**Work to do**
Reproduce the material below with every instance of "Recorded points" replaced by "Logged points" and all other text left unchanged. Omit the pictures.

┄┄┄┄┄┄┄┄┄┄┄┄┄┄┄┄┄┄┄┄

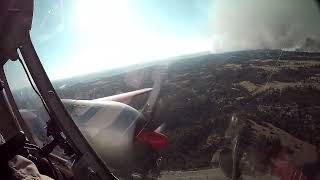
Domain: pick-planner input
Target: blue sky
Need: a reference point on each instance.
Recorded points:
(79, 36)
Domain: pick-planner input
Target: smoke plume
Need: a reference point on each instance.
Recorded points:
(259, 24)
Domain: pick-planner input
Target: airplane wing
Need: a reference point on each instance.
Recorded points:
(124, 97)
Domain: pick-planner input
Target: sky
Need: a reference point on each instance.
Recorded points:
(79, 36)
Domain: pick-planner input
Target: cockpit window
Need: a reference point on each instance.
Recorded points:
(199, 89)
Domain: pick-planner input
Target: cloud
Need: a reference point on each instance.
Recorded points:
(258, 24)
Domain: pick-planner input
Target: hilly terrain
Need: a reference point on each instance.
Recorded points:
(197, 96)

┄┄┄┄┄┄┄┄┄┄┄┄┄┄┄┄┄┄┄┄

**The result**
Domain: pick-planner input
Target: blue sky
Need: a reference point on each instance.
Logged points:
(79, 36)
Domain: pick-planner input
Target: smoke plume
Need: a reference point on each instance.
Logged points:
(259, 24)
Domain: pick-planner input
Target: airplane wing
Need: a reference point on each instance.
Logged points:
(124, 97)
Domain: pick-planner input
Target: sky
Need: a reference point on each instance.
Logged points:
(79, 36)
Domain: pick-planner input
Target: cockpit window
Need: a reference point on each instance.
Logged points:
(199, 89)
Domain: pick-planner input
Target: cloud
Need: a reference point on each instance.
Logged points:
(258, 24)
Domain: pick-planner input
Target: hilly terrain
Need: a reference point on each instance.
Logged points:
(197, 96)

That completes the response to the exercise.